**Teks Bacaan**
# # # #

Halaman

Selasa, 08 Januari 2013

Beberapa Aspek Peradilan Agama Islam di Kesultanan Pontianak Tahun 1880-an


Wahyu Setyaningsih
12/339547/PSA/7317




Buku yang berjudul Sultan, Pahlawan dan Hakim Lima Teks Indonesia Lama yang ditulis oleh Henri Chambert Loir terdiri dari lima artikel, salah satunya berjudul “Beberapa Aspek Peradilan Agama Islam di Kesultanan Pontianak Tahun 1880-an”. Artikel ini ber-genre Melayu. Istilah Melayu umumnya terbatas untuk menyebut orang-orang yang tinggal di pantai timur Sumatra serta Kalimantan Barat dan Timur (Wertheim, 1999: 16). Bahasa Melayu digunakan sebagai lingua-franca (Rickleft, 2008: 76-77). Menurutnya hal ini sangat menarik karena melalui naskah-naskah proses peradilan di Kesultanan Pontianak ini dapat memberikan kilasan mendalam tentang masyarakat Pontianak pada akhir abad ke-XIX dari sisi sejarah lembaga hukum, baik jenis kasus yang dibawa ke pengadilan agama, pihak-pihak yang berperkara dan keputusan pengadilan dalam kasus yang spesifik, seperti rakyat yang bersebrangan dengan sultan. Selain itu, yang melatarbelakanginya karena sumbangan berharga dalam mencapai tujuan Menteri Agama untuk mengajukan Rancangan Undang-Undang (RUU) Peradilan Agama ke DPR pada 28 Januari 1989. RUU Peradilan Agama ini merupakan undang-undang yang akan memperluas kewenangan peradilan agama, memandirikannya dari pengadilan umum dan menyeragamkan standar peradilan agama Islam di seluruh negeri.

# # # #

**Data Mentah**

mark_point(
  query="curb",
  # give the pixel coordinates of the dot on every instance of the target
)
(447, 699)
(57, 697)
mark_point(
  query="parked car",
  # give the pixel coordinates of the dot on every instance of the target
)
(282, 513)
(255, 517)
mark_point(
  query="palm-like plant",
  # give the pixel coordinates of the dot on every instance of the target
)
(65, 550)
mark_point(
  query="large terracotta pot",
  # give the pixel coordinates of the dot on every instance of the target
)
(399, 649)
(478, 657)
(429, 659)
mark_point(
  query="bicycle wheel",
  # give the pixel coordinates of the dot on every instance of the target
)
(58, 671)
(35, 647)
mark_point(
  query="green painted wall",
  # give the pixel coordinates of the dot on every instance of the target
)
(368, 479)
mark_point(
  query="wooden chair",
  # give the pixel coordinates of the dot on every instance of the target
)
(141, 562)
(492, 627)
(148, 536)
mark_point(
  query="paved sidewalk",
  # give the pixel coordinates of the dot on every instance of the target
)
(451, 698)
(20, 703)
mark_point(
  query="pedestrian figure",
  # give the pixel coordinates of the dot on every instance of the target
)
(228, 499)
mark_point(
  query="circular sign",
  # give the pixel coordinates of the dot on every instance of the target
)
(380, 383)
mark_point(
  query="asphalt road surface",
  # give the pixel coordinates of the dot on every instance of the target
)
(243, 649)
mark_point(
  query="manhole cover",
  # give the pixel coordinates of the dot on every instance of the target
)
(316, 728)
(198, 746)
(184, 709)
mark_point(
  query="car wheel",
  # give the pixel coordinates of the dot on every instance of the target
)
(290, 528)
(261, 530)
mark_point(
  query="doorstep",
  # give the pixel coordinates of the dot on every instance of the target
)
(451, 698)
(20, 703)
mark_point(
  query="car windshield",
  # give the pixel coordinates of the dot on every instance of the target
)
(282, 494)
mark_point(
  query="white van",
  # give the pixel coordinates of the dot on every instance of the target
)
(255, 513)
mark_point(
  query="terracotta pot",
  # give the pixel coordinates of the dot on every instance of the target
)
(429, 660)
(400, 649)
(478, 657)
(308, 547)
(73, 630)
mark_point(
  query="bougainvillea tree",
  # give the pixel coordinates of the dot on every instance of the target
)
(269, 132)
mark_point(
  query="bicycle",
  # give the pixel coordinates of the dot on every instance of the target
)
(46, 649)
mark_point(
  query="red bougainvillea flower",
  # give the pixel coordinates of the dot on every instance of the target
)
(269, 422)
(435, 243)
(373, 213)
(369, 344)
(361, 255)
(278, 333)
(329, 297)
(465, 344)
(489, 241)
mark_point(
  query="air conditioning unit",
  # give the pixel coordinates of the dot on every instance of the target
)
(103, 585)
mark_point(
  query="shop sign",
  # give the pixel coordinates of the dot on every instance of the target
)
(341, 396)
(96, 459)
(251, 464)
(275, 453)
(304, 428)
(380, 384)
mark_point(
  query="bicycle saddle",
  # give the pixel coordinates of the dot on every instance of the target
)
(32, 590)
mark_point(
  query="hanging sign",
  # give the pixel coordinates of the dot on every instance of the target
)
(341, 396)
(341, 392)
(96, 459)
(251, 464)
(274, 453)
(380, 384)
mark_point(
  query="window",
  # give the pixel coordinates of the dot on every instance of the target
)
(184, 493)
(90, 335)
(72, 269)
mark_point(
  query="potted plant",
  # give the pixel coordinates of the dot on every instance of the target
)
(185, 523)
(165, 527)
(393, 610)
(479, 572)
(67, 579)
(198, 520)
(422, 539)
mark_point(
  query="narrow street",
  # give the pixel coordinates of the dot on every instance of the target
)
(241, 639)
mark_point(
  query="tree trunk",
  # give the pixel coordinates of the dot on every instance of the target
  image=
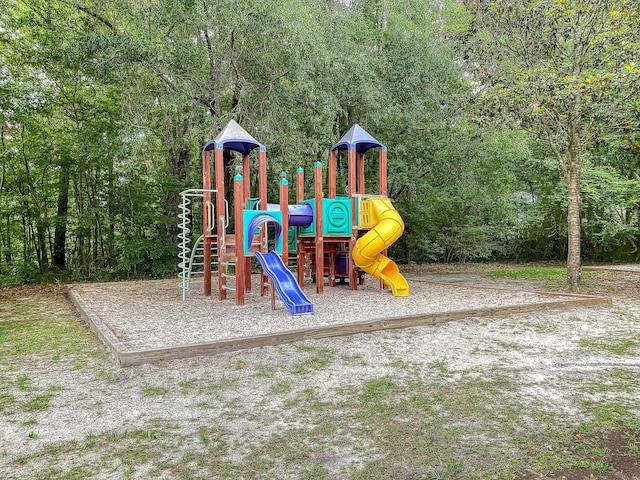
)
(60, 235)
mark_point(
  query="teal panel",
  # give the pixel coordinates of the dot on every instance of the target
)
(311, 229)
(292, 245)
(336, 216)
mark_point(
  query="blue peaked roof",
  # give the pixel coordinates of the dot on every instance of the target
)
(234, 137)
(359, 139)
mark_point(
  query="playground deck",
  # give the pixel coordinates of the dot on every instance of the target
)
(147, 321)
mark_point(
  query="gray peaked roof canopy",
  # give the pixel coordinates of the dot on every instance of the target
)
(234, 137)
(359, 139)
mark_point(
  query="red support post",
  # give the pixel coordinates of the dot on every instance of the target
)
(206, 227)
(221, 220)
(354, 232)
(246, 176)
(331, 179)
(262, 191)
(383, 171)
(319, 237)
(360, 163)
(300, 185)
(284, 208)
(299, 198)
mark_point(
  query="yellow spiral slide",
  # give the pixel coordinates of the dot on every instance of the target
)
(388, 227)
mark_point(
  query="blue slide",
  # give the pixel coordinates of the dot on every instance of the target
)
(285, 283)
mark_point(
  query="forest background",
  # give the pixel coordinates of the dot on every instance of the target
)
(105, 107)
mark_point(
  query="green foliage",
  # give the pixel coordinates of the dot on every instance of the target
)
(104, 108)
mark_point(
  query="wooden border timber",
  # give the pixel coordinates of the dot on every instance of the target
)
(127, 358)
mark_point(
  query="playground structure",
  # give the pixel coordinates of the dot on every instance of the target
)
(332, 236)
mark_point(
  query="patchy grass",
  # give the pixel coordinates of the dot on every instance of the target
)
(625, 343)
(33, 327)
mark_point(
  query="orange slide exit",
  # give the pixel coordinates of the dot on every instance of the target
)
(366, 253)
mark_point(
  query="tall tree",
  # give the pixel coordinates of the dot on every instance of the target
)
(566, 69)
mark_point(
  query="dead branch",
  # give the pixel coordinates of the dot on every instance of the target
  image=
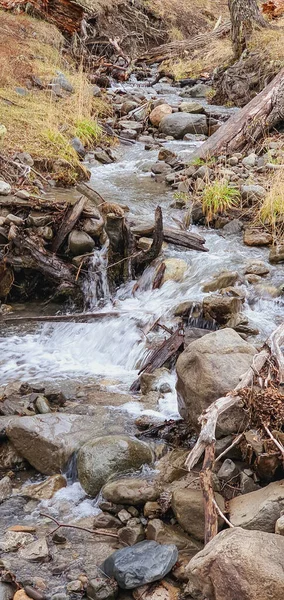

# # # #

**Tugas Latihan**
1. Temukan setiap baris entri yang memuat kata "green", lalu salin semua baris itu. Huruf besar dan huruf kecil dibedakan.
2. Perpanjang teks tentang peradilan agama Islam di Kesultanan Pontianak dengan meneruskannya setelah kalimat terakhirnya.
Teks dan entri merupakan dua bahan yang terpisah satu sama lain.

**Jawaban**
1.
  query="green painted wall",
  query="green foliage",

2.
Henri menggunakan dokumen pengadilan yang diperoleh dari seorang pemuda yang masih kerabat para penguasa pada masa lampau, Syarif Muhammad Yusuf. Naskah Pontianak terdiri kurang lebih 185 folio dengan format 20x35 cm, yang berisi 91 dokumen; tiap dokumen menjadi bagian dari urusan peradilan; dan hanya merupakan potongan dan kepingan dari teks-teks yang lebih besar karena dalam setiap teks tidak berisi semua permohonan, pertimbangan, dan putusan akhir. Dokumen yang diklasifikasikan sebagai arsip tidak dijilid supaya dapat dibaca, tetapi dokumen lain dijilid tanpa urutan tematis atau kronologi. Kertas yang digunakan dalam dokumen buatan Eropa terutama Inggris dan dua pertinganya terdapat cap air berangka tahun (antara 1875-1880). Dokumen-dokumen ini berisi dakwaan yang diajukan warga Pontianak kepada Mahkamah Agama (Raad Agama), kepada Sultan, atau menteri antara 1872-1882, terutama 1881. Syarif Yusuf bin Sultan Syarif Hamid yang menjadi sultan pada 1872-1895. Mahkamah agama Pontianak didirikan pada 1867 dan beberapa waktu lembaga ini menjadi persaingan antara Sultan dan Perdana Menteri (Pangeran Bendahara).
Penulisan naskah-naskah ini menjunjukan bahwa di istana telah ada aktivitas pengarsipan. Dakwaan-dakwaan itu diduga juga ditulis oleh pendakwa sendiri, tetapi ini masih diragukan karena dalam bagian tanda tangan pembuat dakwaan hanya tertulis tanda silang saja dan bahasa yang digunakan formal, sehingga kuat dugaan semua itu ditulis oleh juru tulis istana atau panitera profesional, meskipun tuntutannya berbeda-beda. Di samping itu juga, pada abad 18 jarang penduduk yang telah melek huruf. Biasanya, dakwaan itu dibuka dengan “Dipersembahkan menghadap ke bawah kaos Sri Paduka duli yang maha mulia tuanku Sultan yang bersemayam di atas takhta kerajaan di dalam negeri Pontianak. Ampun Tuanku.”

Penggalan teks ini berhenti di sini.